WHAT YOU ARE ASKED TO DO:
From the entries that follow, work out how many lines contain "target". Write the number only.
☆ ☆ ☆ ☆ ☆ ☆ ☆
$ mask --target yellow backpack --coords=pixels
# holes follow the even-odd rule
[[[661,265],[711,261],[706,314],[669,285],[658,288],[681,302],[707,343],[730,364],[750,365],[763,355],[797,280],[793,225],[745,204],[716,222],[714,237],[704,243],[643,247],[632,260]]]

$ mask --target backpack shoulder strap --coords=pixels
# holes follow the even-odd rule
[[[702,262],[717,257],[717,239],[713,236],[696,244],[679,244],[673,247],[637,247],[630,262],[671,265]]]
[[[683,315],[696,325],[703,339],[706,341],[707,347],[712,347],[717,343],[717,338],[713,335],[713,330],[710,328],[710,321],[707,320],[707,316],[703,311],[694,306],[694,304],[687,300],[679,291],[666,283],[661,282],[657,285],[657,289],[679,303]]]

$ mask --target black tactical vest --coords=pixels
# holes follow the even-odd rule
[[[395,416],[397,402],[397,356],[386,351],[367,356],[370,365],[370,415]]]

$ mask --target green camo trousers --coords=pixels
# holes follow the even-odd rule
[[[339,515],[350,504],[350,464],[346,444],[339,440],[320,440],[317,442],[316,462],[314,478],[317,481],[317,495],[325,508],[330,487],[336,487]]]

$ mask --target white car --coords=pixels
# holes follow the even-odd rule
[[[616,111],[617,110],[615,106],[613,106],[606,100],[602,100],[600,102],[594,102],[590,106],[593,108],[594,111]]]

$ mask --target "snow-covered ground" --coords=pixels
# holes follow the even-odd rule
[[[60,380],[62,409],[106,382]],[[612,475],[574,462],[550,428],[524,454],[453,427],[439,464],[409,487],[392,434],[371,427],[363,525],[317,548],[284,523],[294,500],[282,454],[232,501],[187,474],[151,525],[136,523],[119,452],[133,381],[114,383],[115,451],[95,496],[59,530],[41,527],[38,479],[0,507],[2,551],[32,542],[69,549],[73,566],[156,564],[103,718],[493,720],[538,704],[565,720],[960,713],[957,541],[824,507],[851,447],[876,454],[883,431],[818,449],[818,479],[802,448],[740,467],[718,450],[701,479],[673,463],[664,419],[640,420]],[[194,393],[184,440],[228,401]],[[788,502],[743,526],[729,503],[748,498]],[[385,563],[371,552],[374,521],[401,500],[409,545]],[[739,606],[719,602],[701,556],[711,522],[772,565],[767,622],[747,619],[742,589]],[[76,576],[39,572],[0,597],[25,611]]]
☆ ☆ ☆ ☆ ☆ ☆ ☆
TASK OUTPUT:
6